Work task
Could you find every line in the entries below that holds the word "path" and copy it?

Dataset entries
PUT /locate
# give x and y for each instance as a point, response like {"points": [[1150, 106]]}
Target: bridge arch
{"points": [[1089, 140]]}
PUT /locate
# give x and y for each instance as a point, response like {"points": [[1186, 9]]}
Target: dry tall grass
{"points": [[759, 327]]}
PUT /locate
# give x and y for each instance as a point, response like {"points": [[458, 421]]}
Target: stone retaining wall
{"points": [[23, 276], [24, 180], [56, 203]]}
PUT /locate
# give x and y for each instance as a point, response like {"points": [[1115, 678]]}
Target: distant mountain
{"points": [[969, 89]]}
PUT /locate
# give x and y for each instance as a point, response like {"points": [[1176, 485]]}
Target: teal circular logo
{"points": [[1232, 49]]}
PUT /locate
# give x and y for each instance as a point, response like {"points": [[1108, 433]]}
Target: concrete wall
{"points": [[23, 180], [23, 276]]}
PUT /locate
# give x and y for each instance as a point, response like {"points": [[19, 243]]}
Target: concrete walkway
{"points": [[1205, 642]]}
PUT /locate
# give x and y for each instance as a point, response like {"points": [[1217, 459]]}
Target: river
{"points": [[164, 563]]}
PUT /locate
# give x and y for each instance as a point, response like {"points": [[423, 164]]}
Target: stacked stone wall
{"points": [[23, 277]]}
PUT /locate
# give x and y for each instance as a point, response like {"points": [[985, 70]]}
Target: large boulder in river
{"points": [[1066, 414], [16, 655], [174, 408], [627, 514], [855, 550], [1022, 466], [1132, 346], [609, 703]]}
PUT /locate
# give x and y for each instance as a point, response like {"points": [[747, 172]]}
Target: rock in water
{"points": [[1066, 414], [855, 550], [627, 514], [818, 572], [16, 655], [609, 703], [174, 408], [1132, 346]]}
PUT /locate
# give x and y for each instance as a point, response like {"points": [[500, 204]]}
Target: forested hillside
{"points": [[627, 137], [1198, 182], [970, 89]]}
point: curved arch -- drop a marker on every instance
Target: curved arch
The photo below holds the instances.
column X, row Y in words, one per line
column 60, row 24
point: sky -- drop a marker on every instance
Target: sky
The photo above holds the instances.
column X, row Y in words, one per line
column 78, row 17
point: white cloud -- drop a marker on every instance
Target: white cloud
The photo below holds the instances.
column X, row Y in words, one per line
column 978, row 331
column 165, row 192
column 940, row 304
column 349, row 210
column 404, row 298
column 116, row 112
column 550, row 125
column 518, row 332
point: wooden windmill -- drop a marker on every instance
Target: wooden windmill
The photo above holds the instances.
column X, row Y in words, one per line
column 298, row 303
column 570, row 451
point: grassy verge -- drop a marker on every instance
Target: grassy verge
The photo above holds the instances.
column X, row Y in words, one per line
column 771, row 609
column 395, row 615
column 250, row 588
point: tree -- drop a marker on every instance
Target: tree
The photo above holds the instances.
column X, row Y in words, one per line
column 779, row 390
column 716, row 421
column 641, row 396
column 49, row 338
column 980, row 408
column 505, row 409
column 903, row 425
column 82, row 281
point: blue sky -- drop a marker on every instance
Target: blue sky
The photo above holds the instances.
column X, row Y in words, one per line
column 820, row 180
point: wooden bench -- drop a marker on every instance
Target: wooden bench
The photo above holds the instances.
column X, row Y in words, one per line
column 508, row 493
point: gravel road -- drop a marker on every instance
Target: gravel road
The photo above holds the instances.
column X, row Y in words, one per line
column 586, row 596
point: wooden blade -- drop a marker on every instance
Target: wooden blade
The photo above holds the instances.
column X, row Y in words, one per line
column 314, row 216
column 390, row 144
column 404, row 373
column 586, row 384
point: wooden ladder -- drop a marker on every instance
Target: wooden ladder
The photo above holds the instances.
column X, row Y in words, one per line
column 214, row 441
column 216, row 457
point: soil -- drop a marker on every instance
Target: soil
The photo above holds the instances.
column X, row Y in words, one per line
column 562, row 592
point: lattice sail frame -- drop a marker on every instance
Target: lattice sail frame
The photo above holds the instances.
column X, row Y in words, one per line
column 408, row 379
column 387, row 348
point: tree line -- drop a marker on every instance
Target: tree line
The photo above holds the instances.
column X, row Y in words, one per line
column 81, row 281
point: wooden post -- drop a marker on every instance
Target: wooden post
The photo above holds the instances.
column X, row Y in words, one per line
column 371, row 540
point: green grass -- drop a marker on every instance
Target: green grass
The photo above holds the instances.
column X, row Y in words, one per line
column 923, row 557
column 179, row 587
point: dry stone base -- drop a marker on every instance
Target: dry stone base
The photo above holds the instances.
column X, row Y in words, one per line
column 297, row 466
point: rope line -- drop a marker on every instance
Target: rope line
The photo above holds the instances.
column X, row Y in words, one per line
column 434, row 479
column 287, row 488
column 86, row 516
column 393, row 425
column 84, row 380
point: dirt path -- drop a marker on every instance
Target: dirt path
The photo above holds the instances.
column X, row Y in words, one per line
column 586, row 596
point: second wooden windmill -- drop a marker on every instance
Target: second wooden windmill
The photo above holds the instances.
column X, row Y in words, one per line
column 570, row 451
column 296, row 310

Answer to this task
point: dirt path -- drop a marker on every instance
Target: dirt path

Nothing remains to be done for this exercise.